Find every line in the items below that contains the word "black" and copy each of those lines in full.

[Data listing]
::::::::

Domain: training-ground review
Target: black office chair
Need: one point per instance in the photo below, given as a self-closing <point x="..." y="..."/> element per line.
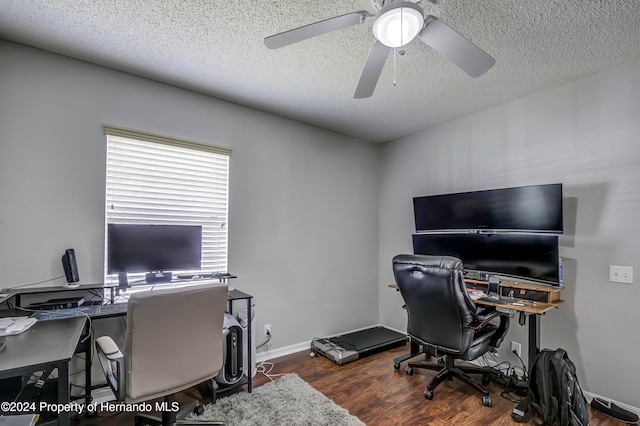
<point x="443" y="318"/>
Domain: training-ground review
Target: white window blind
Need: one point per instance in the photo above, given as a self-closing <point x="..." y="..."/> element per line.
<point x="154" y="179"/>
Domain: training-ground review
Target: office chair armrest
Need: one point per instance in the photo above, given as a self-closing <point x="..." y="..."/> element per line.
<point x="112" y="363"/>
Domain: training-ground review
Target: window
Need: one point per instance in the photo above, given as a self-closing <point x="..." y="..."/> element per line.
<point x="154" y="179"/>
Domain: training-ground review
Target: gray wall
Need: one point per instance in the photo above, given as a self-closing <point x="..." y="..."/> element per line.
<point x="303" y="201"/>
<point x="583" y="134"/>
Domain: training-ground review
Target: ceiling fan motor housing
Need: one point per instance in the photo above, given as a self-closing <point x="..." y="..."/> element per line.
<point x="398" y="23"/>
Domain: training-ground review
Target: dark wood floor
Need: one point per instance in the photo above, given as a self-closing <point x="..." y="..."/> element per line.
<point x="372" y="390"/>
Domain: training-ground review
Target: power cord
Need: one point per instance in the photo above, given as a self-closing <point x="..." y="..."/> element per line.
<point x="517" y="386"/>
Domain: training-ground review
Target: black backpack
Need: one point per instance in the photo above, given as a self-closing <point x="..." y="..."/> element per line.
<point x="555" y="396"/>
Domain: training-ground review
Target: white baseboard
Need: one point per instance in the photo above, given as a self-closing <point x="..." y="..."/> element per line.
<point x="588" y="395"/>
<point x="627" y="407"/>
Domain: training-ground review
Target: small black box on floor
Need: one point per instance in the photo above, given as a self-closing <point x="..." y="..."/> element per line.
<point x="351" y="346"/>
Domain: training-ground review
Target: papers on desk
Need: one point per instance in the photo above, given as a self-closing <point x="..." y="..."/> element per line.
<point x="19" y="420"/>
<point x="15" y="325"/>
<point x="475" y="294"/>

::::::::

Solution to this problem
Target: black office chair
Target: black backpack
Target: small black box on floor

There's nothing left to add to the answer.